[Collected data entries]
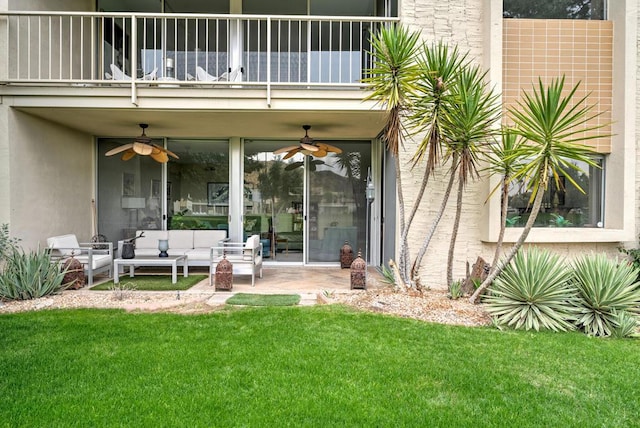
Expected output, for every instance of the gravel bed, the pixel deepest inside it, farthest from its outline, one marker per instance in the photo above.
(431, 306)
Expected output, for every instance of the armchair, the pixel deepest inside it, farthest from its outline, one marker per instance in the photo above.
(95, 258)
(246, 258)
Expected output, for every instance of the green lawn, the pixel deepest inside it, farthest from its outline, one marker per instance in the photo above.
(305, 366)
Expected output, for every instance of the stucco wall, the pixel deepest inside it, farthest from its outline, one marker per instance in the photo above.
(49, 176)
(454, 23)
(463, 23)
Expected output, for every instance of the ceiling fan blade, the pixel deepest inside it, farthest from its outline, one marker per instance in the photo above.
(160, 157)
(329, 148)
(119, 149)
(310, 147)
(128, 154)
(142, 149)
(169, 152)
(291, 153)
(284, 149)
(293, 165)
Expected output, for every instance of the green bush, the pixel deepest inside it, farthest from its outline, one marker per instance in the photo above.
(534, 291)
(29, 275)
(605, 287)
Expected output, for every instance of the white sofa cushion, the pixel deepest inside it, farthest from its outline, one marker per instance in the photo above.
(150, 239)
(65, 242)
(181, 239)
(99, 260)
(208, 238)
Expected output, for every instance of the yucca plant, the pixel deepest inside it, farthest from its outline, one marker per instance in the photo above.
(626, 325)
(534, 291)
(605, 287)
(29, 275)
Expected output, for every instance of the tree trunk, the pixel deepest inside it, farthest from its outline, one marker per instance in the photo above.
(404, 245)
(454, 233)
(432, 230)
(503, 221)
(414, 209)
(501, 265)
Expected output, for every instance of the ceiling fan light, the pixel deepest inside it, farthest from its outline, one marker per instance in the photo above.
(142, 149)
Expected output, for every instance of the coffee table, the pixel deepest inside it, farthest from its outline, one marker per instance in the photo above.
(172, 261)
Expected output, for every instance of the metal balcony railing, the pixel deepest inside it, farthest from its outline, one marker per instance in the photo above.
(173, 50)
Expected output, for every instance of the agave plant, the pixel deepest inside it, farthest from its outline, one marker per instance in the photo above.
(605, 288)
(534, 291)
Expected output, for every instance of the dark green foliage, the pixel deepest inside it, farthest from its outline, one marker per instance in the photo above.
(605, 289)
(533, 292)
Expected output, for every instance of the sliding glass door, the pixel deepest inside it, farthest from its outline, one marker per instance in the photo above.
(274, 202)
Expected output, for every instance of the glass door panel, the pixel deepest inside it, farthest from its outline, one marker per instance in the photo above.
(273, 199)
(337, 210)
(198, 185)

Problem requirements: Rewrite everything from the line containing "Expected output, for every instance of the agave" down to the final line of the entries as a Markdown table with the columns Row and Line. Number each line in order and omit blank lines.

Result below:
| Row | Line |
|---|---|
| 1 | Expected output, for every instance of the agave plant, the pixel deepest inside it, farthest from its outline, one marker per instance in the photo above. |
| 2 | (605, 288) |
| 3 | (534, 291) |
| 4 | Expected output, for every instance of the dark green foliage, the pixel deepest inside it, farthest from its outline, one marker per instance in the photo above. |
| 5 | (605, 289) |
| 6 | (533, 292) |
| 7 | Expected output, for every instance of the sliding glass door, the pixel deepest inside it, farthest from its outline, one marker per instance in the photo above. |
| 8 | (274, 202) |
| 9 | Expected output, for every instance of the glass door panel, the pixel deepest inside it, farthest from its outline, one marker per instance in the photo above. |
| 10 | (273, 199) |
| 11 | (337, 210) |
| 12 | (198, 185) |